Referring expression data
◇ ◇ ◇ ◇ ◇

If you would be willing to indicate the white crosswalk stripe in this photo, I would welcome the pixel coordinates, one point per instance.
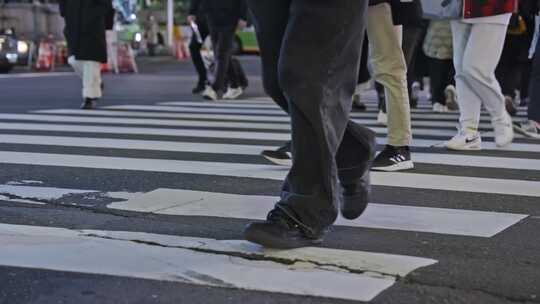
(151, 134)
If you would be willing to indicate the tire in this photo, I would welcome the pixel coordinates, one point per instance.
(237, 48)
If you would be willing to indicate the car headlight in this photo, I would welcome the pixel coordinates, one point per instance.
(12, 57)
(22, 47)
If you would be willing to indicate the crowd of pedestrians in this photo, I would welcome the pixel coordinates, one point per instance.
(478, 57)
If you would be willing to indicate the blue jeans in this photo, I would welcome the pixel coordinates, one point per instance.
(534, 103)
(310, 51)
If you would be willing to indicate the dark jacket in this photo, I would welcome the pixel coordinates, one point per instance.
(86, 22)
(486, 8)
(407, 13)
(221, 12)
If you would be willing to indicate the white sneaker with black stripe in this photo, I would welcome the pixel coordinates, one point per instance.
(393, 159)
(465, 140)
(282, 156)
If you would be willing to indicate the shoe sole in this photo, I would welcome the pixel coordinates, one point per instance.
(280, 162)
(209, 98)
(406, 165)
(464, 148)
(268, 241)
(519, 130)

◇ ◇ ◇ ◇ ◇

• **TASK**
The data above should be repeated in full and exactly, with no pictures carried over.

• **WRITTEN SOLUTION**
If you would be willing to indicate the white crosswalk stripe in this photo, I would welcome the pixel coordinates, one point per instance.
(151, 134)
If you would be willing to indicate the tire in this photo, I would welcome the pixel coordinates, one point per instance.
(237, 48)
If you would be willing to indicate the car headlight in this photo, I would welcome the pixel coordinates, one point per instance.
(12, 57)
(22, 47)
If you would be willing to indicate the crowd of pedestrians in this photo, I would welcome the pixel coordinates, one point per instance.
(478, 57)
If you would be willing to indicate the blue jeans in this photo, I would welcome the pixel coordinates, one point per instance.
(534, 103)
(310, 51)
If you would be willing to indicate the dark jacket in this photo, I would welcome the pixel coordinates, one point per instance.
(86, 22)
(486, 8)
(407, 13)
(221, 12)
If you would be willing to indicate the white sneaker with black stripe in this photo, I would welcome the pixel coordinates, one point per instance.
(393, 159)
(465, 140)
(282, 156)
If you would be willing to indicate the shoe sole in this photo, I would welcome the pixel coordinates, one point per instance.
(280, 162)
(209, 98)
(406, 165)
(464, 148)
(268, 241)
(519, 130)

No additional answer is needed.